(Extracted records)

++++++++++++++++++++

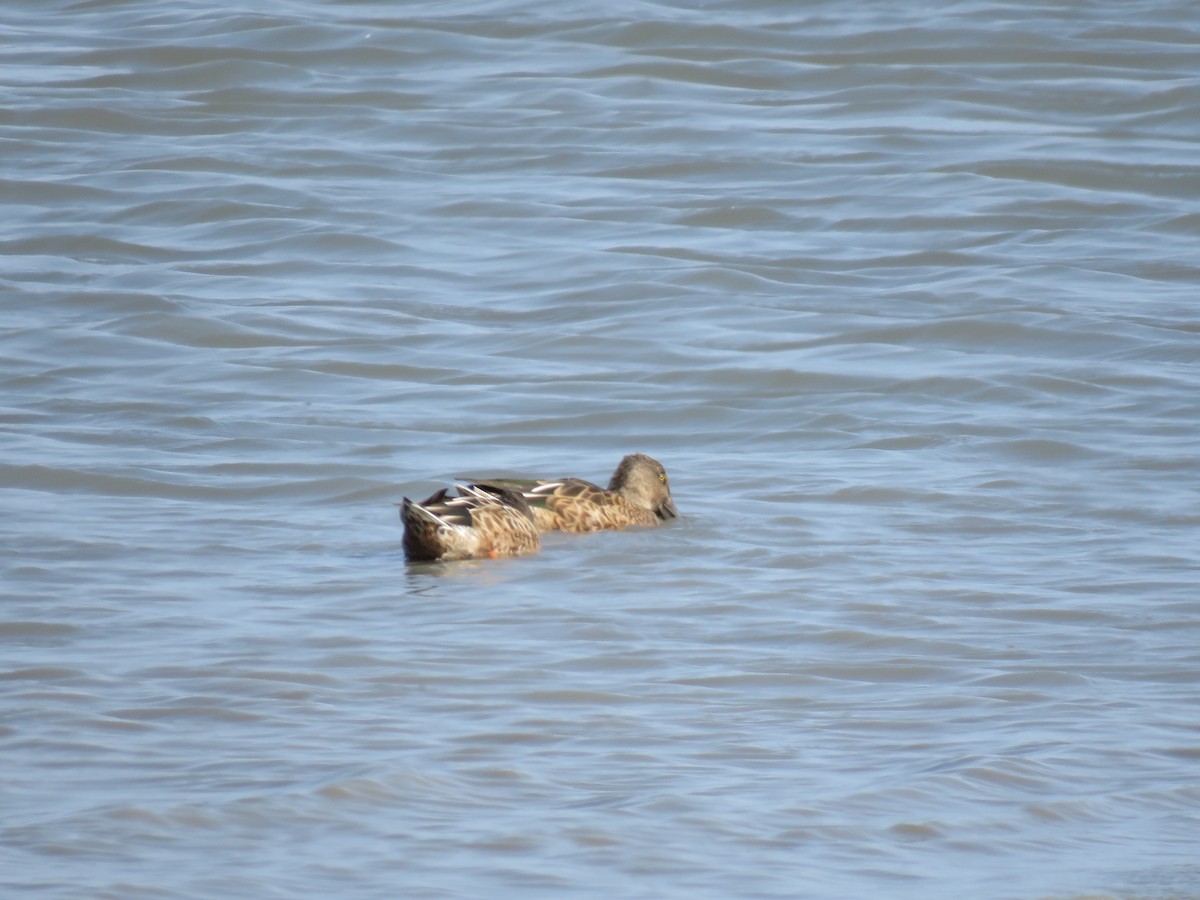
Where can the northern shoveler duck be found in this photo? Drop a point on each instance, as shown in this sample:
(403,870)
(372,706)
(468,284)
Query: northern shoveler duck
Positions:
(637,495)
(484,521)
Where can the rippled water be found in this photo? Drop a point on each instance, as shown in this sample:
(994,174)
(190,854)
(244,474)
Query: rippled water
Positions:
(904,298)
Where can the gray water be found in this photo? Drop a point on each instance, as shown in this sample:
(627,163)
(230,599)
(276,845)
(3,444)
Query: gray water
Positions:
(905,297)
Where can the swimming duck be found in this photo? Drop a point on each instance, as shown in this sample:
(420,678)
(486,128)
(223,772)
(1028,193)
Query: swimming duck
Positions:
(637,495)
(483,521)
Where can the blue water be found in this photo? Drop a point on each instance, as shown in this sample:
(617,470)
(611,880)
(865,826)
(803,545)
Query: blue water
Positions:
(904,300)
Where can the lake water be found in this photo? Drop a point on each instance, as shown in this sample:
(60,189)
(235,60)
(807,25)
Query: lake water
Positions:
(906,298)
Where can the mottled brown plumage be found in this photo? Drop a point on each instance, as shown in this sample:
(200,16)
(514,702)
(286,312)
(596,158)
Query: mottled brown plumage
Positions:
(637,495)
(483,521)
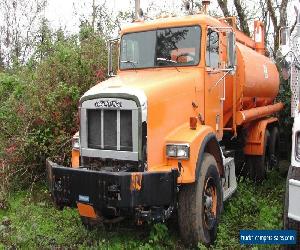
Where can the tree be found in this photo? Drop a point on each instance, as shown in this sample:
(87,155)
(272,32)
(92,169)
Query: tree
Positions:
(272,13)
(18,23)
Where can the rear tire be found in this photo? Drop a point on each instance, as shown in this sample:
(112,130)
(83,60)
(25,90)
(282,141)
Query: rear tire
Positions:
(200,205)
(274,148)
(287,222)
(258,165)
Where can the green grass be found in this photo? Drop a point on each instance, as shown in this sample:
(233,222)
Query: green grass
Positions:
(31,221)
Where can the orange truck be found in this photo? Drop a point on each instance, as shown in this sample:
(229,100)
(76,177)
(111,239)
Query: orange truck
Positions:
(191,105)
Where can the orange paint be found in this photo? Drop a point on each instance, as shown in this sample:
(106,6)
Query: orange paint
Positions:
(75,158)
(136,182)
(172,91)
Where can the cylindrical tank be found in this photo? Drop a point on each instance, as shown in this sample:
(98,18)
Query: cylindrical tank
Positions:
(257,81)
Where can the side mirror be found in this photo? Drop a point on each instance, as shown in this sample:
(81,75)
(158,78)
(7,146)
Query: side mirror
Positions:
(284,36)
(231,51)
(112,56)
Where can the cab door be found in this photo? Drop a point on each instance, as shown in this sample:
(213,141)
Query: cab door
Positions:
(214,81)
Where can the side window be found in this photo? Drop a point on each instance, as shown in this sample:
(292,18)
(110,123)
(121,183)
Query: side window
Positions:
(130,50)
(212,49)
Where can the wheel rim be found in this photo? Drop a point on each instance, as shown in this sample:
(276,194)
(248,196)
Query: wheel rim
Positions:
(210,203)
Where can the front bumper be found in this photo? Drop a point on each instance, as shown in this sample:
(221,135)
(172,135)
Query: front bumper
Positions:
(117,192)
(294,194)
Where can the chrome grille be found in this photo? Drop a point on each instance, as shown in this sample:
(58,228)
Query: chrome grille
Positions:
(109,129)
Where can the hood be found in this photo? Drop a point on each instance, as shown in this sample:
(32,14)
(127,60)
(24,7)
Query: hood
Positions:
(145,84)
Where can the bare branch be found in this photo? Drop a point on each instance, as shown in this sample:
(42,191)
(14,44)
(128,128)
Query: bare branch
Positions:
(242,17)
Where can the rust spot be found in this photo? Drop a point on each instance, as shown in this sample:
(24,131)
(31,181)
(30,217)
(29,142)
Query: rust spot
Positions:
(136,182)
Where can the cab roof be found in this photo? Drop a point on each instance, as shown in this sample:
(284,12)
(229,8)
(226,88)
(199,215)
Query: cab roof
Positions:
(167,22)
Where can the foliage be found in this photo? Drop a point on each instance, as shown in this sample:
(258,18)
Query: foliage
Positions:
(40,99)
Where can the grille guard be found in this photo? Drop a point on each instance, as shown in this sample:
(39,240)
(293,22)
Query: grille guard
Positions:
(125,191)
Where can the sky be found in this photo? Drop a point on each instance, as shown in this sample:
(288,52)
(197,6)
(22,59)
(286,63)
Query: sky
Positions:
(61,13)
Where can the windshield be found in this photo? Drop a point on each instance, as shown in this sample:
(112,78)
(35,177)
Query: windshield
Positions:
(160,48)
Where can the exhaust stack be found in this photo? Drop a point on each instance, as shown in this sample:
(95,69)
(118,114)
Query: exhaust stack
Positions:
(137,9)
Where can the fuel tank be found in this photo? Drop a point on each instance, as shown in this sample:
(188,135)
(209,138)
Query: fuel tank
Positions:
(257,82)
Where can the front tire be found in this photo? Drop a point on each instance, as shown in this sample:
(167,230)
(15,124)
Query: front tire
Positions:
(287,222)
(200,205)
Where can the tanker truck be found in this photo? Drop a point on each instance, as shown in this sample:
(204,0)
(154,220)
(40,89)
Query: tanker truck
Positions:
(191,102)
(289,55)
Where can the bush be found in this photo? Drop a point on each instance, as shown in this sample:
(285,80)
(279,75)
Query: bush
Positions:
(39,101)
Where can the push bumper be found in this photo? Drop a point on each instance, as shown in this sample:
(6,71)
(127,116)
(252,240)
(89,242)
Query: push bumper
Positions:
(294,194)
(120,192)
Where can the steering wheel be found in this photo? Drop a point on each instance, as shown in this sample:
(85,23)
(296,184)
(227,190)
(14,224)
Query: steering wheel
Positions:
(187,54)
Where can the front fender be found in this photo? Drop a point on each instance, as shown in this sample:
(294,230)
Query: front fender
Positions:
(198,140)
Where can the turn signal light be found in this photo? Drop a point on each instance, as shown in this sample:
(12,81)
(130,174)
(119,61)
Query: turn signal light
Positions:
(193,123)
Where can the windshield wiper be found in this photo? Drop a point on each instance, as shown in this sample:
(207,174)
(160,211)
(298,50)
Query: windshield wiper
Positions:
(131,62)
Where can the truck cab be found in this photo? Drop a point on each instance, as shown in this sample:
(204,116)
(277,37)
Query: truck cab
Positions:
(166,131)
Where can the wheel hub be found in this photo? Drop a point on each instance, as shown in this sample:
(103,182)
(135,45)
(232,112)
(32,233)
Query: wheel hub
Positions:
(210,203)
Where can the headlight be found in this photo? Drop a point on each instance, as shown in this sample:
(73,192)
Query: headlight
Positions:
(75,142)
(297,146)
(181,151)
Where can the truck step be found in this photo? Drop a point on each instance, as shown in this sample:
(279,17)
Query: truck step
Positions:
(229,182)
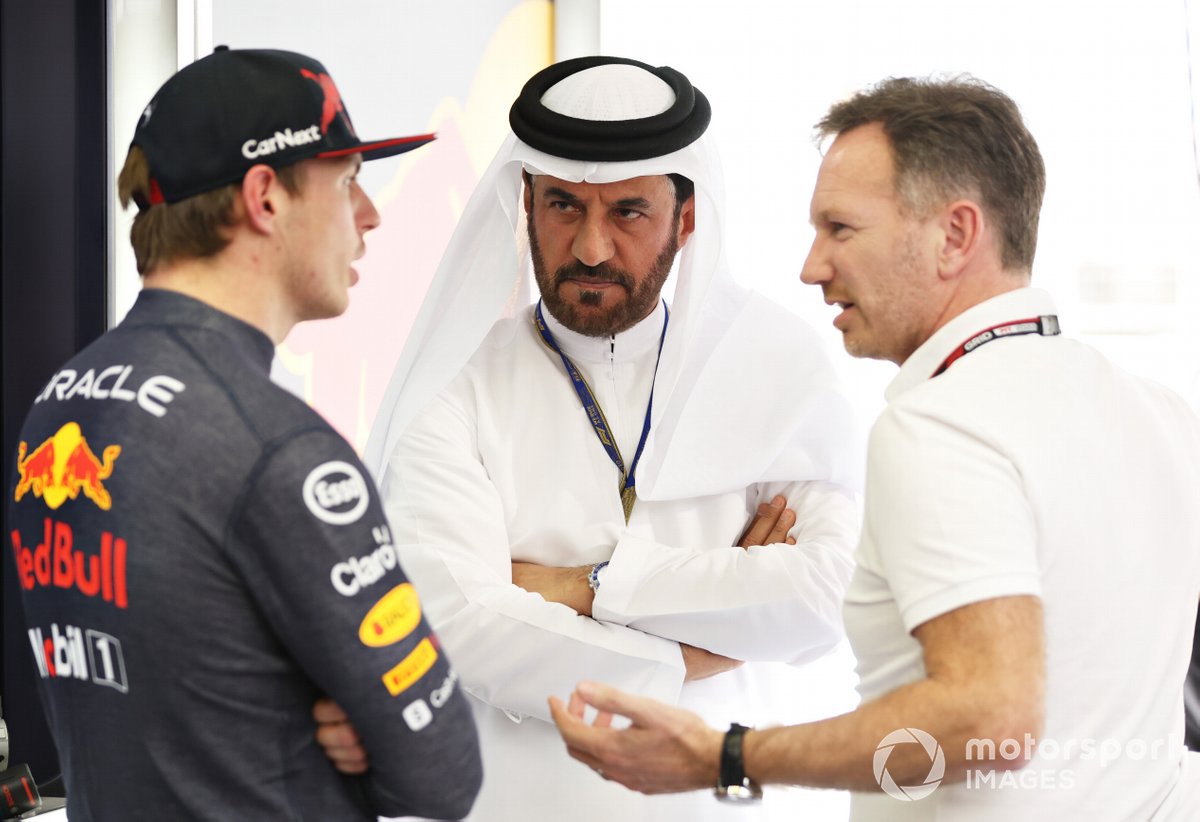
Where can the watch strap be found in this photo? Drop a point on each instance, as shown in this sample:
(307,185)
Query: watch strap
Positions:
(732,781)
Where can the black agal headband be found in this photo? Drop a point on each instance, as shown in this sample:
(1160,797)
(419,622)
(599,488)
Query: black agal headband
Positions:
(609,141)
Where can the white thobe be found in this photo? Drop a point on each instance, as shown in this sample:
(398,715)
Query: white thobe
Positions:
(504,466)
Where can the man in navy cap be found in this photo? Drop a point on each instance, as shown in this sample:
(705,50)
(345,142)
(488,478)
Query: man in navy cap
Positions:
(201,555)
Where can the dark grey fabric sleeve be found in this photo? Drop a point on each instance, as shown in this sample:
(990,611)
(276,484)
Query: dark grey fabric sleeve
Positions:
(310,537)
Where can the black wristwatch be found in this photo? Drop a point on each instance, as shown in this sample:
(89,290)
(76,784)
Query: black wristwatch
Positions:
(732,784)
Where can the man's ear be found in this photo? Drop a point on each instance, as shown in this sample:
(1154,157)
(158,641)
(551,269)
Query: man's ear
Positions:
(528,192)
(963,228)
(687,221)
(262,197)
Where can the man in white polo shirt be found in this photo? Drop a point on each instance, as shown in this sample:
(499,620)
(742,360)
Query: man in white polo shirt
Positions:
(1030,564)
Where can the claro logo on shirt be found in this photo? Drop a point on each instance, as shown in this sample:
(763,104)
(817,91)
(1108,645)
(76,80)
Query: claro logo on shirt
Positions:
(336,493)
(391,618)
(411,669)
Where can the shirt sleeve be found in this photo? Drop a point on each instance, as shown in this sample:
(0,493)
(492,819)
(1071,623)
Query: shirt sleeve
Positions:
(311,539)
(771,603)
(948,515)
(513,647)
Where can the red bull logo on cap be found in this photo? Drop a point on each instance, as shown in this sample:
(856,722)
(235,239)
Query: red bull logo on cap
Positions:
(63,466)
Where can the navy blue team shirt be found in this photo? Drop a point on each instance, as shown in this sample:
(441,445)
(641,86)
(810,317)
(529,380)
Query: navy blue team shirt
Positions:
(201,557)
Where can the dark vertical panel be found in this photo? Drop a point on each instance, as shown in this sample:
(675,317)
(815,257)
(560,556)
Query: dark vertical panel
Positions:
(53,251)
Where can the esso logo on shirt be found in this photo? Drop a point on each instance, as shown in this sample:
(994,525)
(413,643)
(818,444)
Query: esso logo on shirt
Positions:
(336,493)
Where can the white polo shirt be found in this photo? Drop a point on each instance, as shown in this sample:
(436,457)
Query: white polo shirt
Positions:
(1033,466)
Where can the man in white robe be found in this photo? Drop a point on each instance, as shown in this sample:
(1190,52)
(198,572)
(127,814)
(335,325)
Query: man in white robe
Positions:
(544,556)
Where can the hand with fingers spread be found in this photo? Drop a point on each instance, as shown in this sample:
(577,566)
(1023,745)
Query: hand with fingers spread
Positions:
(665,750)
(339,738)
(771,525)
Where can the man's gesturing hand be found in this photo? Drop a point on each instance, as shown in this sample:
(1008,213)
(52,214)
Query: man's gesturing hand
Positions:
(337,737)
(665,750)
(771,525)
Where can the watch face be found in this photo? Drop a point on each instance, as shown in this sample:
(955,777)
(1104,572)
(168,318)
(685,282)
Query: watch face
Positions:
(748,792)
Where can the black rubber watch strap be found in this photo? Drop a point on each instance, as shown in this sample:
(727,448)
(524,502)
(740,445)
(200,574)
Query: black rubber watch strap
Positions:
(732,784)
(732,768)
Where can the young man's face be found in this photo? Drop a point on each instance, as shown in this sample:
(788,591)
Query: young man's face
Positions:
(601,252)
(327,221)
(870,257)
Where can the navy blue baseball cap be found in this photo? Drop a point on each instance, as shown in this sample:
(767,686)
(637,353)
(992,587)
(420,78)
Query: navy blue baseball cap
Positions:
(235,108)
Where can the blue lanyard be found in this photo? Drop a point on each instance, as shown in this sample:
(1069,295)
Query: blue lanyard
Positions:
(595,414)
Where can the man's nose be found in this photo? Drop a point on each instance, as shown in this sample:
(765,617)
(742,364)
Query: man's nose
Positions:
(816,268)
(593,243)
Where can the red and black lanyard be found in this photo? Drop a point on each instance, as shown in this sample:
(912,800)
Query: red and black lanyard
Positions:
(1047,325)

++++++++++++++++++++

_EXERCISE REQUIREMENTS_. Return exactly the lines from the one containing "Where can the navy blue baseball" through the last line of the records above, both included, and nothing else.

_THE RESULT_.
Where can the navy blue baseball cap be found in this photo? Drop a point on each instance, as shown in this sample:
(767,686)
(637,353)
(992,587)
(420,78)
Query: navy blue baseball cap
Positions:
(235,108)
Where can the blue lanyard be found in this photo? Drop a point on each instance, as shown in this sample:
(1069,295)
Query: blue lanyard
Positions:
(595,414)
Where can the man's nose be found in this photo? Drop a point on each instance, as shown in this sample:
(765,617)
(742,364)
Query: man's nose
Positions:
(816,268)
(593,243)
Where can the red and black lanyard be found in this photo? Drop a point on each instance, as shown in this sample:
(912,800)
Query: red and black lanyard
Positions:
(1047,325)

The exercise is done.